Assignment >>
Could you write out the data that follows, exactly and in full?

Text-to-region grounding data >>

+-------+

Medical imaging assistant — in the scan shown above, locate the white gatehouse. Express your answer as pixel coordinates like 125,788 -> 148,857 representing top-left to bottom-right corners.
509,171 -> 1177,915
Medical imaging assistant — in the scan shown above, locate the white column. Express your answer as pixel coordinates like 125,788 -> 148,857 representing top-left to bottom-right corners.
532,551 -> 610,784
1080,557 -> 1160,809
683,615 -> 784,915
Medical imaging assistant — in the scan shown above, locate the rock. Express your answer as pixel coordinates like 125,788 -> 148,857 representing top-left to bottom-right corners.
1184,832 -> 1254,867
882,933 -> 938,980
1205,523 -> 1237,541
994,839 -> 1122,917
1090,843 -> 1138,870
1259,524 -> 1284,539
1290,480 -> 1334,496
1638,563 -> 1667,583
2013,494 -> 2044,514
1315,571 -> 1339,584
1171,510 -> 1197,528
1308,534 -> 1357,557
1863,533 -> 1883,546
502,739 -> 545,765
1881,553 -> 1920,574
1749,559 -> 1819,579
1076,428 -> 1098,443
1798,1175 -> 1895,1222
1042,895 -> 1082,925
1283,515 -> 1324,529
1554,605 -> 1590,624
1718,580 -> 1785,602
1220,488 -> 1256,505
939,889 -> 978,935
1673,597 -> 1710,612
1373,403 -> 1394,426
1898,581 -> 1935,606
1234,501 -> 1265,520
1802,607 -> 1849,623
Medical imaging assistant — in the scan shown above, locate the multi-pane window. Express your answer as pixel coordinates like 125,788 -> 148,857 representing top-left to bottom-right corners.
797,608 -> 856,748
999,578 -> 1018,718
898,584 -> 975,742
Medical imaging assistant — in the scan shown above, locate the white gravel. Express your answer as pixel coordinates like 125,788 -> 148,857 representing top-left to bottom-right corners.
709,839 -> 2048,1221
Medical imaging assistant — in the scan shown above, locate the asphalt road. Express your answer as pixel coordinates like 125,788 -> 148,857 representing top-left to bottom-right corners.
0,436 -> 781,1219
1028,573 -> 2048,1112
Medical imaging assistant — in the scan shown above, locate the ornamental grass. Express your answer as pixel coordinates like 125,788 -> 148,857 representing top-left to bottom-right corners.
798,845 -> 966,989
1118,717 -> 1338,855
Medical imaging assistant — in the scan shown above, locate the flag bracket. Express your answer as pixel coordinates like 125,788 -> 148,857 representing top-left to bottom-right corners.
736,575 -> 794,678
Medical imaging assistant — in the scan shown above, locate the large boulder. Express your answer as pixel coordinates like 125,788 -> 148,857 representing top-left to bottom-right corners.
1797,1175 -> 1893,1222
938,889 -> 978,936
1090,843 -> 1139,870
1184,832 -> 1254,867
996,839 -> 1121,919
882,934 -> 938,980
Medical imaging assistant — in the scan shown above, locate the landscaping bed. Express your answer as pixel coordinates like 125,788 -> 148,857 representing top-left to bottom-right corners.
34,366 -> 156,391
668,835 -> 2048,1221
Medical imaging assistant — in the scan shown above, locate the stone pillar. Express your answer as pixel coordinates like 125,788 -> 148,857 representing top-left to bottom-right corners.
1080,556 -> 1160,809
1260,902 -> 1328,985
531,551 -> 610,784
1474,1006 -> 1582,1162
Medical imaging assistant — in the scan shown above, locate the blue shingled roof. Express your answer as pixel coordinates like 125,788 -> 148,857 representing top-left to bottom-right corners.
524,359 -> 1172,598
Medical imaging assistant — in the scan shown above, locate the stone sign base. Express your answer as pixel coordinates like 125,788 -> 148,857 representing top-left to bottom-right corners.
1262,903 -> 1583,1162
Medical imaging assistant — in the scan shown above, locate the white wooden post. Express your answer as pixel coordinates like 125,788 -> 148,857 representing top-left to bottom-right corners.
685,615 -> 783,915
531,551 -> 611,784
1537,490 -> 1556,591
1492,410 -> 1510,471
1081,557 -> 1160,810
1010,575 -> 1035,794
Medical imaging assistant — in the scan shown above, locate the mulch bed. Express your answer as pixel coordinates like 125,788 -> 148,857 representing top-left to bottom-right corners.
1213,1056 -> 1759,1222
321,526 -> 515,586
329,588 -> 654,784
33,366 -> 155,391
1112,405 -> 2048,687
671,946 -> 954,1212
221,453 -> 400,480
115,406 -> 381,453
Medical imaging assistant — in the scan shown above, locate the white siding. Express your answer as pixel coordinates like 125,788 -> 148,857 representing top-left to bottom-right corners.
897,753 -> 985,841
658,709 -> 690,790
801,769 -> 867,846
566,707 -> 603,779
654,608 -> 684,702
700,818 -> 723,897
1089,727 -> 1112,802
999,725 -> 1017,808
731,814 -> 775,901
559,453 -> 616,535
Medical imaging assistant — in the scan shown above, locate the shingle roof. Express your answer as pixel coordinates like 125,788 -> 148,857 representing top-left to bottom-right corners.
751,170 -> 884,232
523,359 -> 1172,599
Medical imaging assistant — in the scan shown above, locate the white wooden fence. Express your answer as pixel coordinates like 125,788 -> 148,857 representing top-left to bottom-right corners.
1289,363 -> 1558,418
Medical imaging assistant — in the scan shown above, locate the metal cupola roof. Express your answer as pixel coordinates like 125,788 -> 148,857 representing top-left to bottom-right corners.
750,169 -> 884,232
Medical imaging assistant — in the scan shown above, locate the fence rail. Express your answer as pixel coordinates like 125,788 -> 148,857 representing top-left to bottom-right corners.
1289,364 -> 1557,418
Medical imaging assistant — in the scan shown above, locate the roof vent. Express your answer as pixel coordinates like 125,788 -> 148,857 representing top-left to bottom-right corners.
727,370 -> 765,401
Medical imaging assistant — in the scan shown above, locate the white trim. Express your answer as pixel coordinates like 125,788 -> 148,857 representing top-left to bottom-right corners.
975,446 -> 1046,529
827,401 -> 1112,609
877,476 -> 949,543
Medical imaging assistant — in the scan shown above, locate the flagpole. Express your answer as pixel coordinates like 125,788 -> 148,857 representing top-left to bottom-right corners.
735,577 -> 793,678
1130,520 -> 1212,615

+-------+

Task result >>
Medical imaging assistant — in the scan shown above, locate the white gatehouse. Express your answer as pixel coordinates like 125,788 -> 148,857 representing top-left to bottom-right corners.
509,171 -> 1177,915
Medical imaging assistant — in the scan shown above, locate the white column. Express your answer as pixel coordinates like 125,788 -> 148,857 representing top-left to bottom-right corners.
532,551 -> 610,784
1080,557 -> 1160,809
683,615 -> 784,915
Medical imaging assistant — in the scan shown above, locate the rock. Express your answer as pixel coordinates like 125,788 -> 148,857 representing top-left to bottom-right corners.
1184,832 -> 1254,867
882,933 -> 938,980
1205,523 -> 1237,541
994,839 -> 1122,917
1090,843 -> 1138,870
1259,524 -> 1284,539
1290,480 -> 1334,496
1638,563 -> 1667,583
2013,494 -> 2044,514
1315,571 -> 1339,584
1171,510 -> 1197,528
1308,534 -> 1357,557
1863,533 -> 1883,546
502,739 -> 545,765
1881,553 -> 1920,574
1749,559 -> 1819,579
1076,428 -> 1098,443
1798,1175 -> 1895,1222
1042,895 -> 1082,925
1283,515 -> 1324,529
1554,605 -> 1590,624
1718,580 -> 1785,602
1220,488 -> 1256,505
939,889 -> 978,935
1673,597 -> 1710,612
1373,403 -> 1394,426
1898,581 -> 1935,606
1234,501 -> 1265,520
1802,607 -> 1849,623
Medical imaging assistant — in the scan shown above, locate the multi-pane window. Express your answer as pixel coordinates like 125,788 -> 148,857 representing top-left to bottom-right corners.
797,608 -> 856,748
999,578 -> 1018,718
898,584 -> 975,742
Medical imaging assistant — in the scan shown above, locate the white gravel. Express your answer as pixel coordinates like 125,788 -> 148,857 representing top-left to bottom-right corners.
709,839 -> 2048,1221
Medical imaging assistant — in the scan shown above, locate the asphalt road. Express your answer as pixel coordinates like 125,788 -> 148,857 representing top-left to bottom-right corners.
0,436 -> 781,1219
1028,573 -> 2048,1112
Medical imaging assistant — in the scan shown above, locate the ornamental grass. Express your answer as pixel coordinates like 125,788 -> 148,857 representing top-left to bottom-right corners.
798,845 -> 966,989
1118,717 -> 1338,855
Medical imaging assistant — in the scan shown above, locate the flag bracket. Express your answer as pixel coordinates like 125,788 -> 148,857 representing top-left to bottom-right corners.
736,575 -> 794,678
Medical imaging assistant — in the scan shown above, locate the large boulder. Express your answer as pixel coordinates like 125,788 -> 148,857 representing top-left to bottom-right corners.
1797,1175 -> 1893,1222
938,889 -> 978,936
1090,843 -> 1139,870
1184,832 -> 1254,867
996,839 -> 1121,919
882,934 -> 938,980
Medical imaging assistant — in the scan shown above, locate the landscaping bed. Express your answer as pixel coordinates like 125,788 -> 148,857 representing top-left to bottom-right corners.
34,366 -> 156,391
668,835 -> 2048,1221
Medical imaging assistant — in the scan shown above, locate the stone pillar. Express your answer as pixel coordinates like 125,788 -> 148,857 representing top-left to bottom-right corners.
1080,556 -> 1160,809
1260,902 -> 1328,985
531,551 -> 610,784
1474,1006 -> 1582,1162
Medical imaging assistant — in the scan shown above, locate the blue shingled roof. Express your answer as pixel coordinates like 125,788 -> 148,857 representing top-left to bottom-right corners.
524,359 -> 1172,598
Medical imaging assistant — in the scan shown above, locate the stone sign base. Express your answer as pixel coordinates like 125,788 -> 148,857 representing top-left to bottom-right corners.
1262,903 -> 1583,1162
Medical imaging assistant — in the scan shown above, locate the white wooden post. Express your answer as pixel coordinates like 125,788 -> 148,857 representing top-left to bottom-right corners.
685,615 -> 783,915
531,551 -> 611,784
1537,490 -> 1556,591
1492,410 -> 1510,471
1081,557 -> 1160,810
1010,575 -> 1035,794
Medical imaging assistant — in the scan shown above, locate the mulch bed. Express your answer as pixel coordinates like 125,788 -> 148,857 representing top-left to bottom-right corners.
1213,1056 -> 1759,1222
321,526 -> 515,586
329,588 -> 654,784
33,366 -> 155,391
1112,405 -> 2048,687
671,946 -> 954,1212
221,453 -> 400,480
115,406 -> 381,453
Medical imaging assistant — in the scan shown above, locate the white siding. Express your answer as pixel coordinates like 125,788 -> 148,857 representing top-left to bottom-right corners.
897,753 -> 985,841
658,709 -> 690,790
801,769 -> 867,846
566,707 -> 603,779
654,608 -> 684,702
700,818 -> 723,897
1089,727 -> 1112,802
999,725 -> 1017,808
731,814 -> 775,901
559,453 -> 616,535
Medical imaging assistant — in the scan shown above, locate the shingle roof. Express your answer as pixel coordinates like 125,788 -> 148,857 representing top-left to bottom-right corners.
751,170 -> 884,232
523,359 -> 1172,599
Medical imaging assistant — in the scan shown above, locate the white wooden fence. Express your answer as pixel coordinates like 125,788 -> 148,857 representing top-left to bottom-right corners.
1289,363 -> 1558,418
Medical imaging assistant — in the scan shown above, locate the metal cupola roof. Express your answer as pixel coordinates like 125,788 -> 148,857 representing top-left to bottom-right corners.
750,169 -> 884,232
Medical imaging assistant — in the scan shown above, locate the fence rail. Express your answer as pixel coordinates like 125,788 -> 148,857 representing top-left to bottom-right corners.
1289,364 -> 1557,418
Medical imaging assistant — in the scan shown above, locate the roof vent. Express your answer as pixel coordinates like 125,788 -> 148,857 representing top-left to bottom-right corners.
727,370 -> 765,401
Medical imaging assistant — in the scan shown above, locate the white trim. Express your answer as pixel coordinates like 125,788 -> 148,857 representing top-left to bottom-right corners.
975,446 -> 1046,529
827,401 -> 1112,609
877,476 -> 949,543
Medical imaging assistant — in the scan shown above, locate the flagpole. Express your answer as pixel coordinates like 125,788 -> 148,857 representing top-left to bottom-right corners.
735,577 -> 793,678
1130,520 -> 1212,615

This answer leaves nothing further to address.